SUPPLIED MATERIAL:
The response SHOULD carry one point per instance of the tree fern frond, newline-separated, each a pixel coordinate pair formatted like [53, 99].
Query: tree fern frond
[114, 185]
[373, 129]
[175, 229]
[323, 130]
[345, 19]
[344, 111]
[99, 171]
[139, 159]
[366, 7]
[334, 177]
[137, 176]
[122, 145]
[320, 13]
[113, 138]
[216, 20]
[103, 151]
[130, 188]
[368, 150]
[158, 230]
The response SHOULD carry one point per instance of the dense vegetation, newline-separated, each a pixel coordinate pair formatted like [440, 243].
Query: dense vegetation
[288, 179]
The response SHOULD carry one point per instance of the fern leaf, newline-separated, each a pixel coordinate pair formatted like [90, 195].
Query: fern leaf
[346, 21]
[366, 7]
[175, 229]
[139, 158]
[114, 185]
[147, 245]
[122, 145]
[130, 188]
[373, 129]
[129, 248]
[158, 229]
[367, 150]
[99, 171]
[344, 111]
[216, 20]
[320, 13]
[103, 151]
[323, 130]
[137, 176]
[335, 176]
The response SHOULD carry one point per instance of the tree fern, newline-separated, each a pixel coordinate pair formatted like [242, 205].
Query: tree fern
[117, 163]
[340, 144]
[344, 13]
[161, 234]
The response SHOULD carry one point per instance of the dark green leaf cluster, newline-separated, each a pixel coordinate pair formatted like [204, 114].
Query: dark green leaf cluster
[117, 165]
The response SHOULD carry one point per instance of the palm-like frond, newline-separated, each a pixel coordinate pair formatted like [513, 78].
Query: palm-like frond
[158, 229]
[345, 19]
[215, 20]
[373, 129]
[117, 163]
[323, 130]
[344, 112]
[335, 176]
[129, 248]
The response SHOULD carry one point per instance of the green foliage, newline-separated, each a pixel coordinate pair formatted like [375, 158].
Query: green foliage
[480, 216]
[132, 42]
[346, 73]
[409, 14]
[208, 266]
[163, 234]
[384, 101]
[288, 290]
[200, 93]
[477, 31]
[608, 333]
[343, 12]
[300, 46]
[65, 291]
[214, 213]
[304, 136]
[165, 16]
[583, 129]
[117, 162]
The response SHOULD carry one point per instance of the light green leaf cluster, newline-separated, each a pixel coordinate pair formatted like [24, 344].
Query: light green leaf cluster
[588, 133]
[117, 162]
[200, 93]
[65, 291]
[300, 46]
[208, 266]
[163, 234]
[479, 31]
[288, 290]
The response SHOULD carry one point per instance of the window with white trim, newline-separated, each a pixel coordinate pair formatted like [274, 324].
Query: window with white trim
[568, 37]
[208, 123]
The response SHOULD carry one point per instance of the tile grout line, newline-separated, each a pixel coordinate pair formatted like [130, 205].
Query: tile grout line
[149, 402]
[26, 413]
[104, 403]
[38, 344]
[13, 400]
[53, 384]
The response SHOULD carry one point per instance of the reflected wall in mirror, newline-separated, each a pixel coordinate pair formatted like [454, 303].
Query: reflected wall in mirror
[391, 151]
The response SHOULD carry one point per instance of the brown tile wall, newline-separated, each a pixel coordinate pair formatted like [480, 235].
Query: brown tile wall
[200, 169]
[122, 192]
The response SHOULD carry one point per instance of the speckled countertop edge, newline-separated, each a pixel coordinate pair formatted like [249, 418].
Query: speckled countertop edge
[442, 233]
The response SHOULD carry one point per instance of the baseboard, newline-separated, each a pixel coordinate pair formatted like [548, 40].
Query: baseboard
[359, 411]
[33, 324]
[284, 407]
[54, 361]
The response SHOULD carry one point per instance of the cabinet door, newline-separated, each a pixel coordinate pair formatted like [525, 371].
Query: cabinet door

TASK DESCRIPTION: Copy everything from the line containing "like [548, 40]." down to the end of the rows, swapping "baseboard" for "skirting board" and leaving the rest unchanged.

EXERCISE RESULT:
The response SHOULD carry one point per instance of the skirting board, newline-separated, each a pixel coordinate pair formatted like [548, 40].
Query: skirting board
[359, 411]
[33, 324]
[284, 407]
[54, 361]
The response SHOULD carry one point per instance of the cabinet door, newline-separated, each a pixel coordinate pair formatted like [525, 371].
Query: cabinet door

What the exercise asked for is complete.